#### Exercise details:
Everything from the line with "Return one point per instance of the concrete" to the end of the material is to be retyped exactly, both ends included, and nothing else.

────

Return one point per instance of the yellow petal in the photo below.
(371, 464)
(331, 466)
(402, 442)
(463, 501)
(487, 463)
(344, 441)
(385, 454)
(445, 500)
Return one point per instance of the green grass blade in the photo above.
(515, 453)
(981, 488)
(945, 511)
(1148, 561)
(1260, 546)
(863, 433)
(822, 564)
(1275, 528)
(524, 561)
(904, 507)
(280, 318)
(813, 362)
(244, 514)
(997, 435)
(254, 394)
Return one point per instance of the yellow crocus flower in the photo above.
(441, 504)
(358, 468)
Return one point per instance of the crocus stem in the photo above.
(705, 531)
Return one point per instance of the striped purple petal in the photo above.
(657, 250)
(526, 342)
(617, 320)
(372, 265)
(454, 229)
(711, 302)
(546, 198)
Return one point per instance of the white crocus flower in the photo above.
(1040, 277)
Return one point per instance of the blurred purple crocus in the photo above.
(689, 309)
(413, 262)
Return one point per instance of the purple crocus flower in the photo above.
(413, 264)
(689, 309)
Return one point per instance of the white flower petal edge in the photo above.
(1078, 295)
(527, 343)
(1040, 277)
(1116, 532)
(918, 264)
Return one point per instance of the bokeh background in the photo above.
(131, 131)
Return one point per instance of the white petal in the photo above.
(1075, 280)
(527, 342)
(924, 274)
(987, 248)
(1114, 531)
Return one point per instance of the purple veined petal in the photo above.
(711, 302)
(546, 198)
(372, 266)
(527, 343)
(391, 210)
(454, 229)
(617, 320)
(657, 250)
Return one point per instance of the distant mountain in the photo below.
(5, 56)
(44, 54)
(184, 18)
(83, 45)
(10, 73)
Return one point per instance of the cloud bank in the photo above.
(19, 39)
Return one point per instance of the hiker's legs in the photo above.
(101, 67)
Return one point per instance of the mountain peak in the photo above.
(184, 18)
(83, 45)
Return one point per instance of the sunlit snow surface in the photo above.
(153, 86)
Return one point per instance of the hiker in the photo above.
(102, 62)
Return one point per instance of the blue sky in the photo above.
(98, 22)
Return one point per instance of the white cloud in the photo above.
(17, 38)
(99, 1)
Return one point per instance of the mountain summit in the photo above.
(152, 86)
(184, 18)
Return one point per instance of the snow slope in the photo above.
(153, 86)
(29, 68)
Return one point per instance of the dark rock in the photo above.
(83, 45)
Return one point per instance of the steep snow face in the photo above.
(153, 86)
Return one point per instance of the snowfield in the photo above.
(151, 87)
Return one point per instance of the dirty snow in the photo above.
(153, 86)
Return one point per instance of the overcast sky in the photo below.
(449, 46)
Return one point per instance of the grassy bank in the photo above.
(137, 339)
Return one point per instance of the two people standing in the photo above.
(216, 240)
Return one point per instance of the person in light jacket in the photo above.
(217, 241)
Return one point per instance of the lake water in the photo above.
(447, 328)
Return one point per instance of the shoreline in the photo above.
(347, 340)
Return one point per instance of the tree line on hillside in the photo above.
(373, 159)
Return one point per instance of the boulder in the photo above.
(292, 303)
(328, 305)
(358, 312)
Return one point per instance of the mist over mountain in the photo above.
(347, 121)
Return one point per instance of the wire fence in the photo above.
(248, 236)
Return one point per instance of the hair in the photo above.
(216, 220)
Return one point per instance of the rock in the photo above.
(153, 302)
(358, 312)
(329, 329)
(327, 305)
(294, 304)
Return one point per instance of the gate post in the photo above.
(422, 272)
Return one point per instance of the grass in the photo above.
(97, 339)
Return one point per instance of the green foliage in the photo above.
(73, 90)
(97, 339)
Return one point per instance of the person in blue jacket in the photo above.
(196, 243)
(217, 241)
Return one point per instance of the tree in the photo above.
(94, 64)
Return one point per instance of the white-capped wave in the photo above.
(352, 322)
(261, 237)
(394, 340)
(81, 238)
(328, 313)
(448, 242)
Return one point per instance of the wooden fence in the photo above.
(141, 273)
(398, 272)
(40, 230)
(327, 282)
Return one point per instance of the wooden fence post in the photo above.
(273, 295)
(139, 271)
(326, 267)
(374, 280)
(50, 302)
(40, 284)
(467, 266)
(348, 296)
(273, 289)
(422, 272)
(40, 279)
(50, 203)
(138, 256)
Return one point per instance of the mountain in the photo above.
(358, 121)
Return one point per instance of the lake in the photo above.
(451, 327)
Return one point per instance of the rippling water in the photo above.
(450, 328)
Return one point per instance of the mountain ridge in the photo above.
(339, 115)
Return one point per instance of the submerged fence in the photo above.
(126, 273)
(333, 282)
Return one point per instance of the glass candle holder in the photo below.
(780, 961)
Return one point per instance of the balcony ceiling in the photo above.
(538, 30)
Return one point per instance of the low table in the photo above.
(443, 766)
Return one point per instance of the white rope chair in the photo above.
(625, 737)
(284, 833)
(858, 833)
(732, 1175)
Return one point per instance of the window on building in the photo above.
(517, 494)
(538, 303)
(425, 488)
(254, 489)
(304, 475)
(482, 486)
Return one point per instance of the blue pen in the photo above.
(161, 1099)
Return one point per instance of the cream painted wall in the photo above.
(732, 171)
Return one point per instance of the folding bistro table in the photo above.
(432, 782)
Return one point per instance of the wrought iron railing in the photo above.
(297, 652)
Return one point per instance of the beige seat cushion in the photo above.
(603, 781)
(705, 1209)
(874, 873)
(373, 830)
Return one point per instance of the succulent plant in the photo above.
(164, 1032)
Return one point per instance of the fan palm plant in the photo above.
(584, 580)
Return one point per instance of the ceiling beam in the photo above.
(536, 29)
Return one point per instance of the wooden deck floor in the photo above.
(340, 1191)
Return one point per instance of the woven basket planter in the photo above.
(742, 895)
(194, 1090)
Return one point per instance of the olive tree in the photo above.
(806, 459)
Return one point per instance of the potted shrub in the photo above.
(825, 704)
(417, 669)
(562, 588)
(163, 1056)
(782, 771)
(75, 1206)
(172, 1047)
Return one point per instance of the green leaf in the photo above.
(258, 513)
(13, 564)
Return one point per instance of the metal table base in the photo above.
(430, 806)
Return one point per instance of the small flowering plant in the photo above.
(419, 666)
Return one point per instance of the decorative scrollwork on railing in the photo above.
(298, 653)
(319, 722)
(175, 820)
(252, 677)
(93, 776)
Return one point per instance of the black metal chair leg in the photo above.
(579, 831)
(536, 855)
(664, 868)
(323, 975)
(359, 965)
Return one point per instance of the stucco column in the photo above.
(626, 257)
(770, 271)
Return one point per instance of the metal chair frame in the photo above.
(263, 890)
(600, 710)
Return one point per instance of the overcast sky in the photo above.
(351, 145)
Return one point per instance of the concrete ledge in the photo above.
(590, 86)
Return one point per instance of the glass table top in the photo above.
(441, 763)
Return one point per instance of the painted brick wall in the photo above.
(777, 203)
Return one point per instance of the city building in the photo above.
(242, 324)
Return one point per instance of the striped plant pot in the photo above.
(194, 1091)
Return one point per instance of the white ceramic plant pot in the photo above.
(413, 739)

────

#### Exercise result:
Return one point per instance of the concrete ledge in the photo above.
(590, 86)
Return one point per instance of the glass table top in the photo above.
(441, 763)
Return one point per instance of the painted brick wall in the photo above.
(777, 203)
Return one point per instance of the city building in the photo above.
(242, 324)
Return one point per instance of the striped plant pot in the photo above.
(194, 1091)
Return one point per instance of the white ceramic plant pot in the photo above.
(413, 739)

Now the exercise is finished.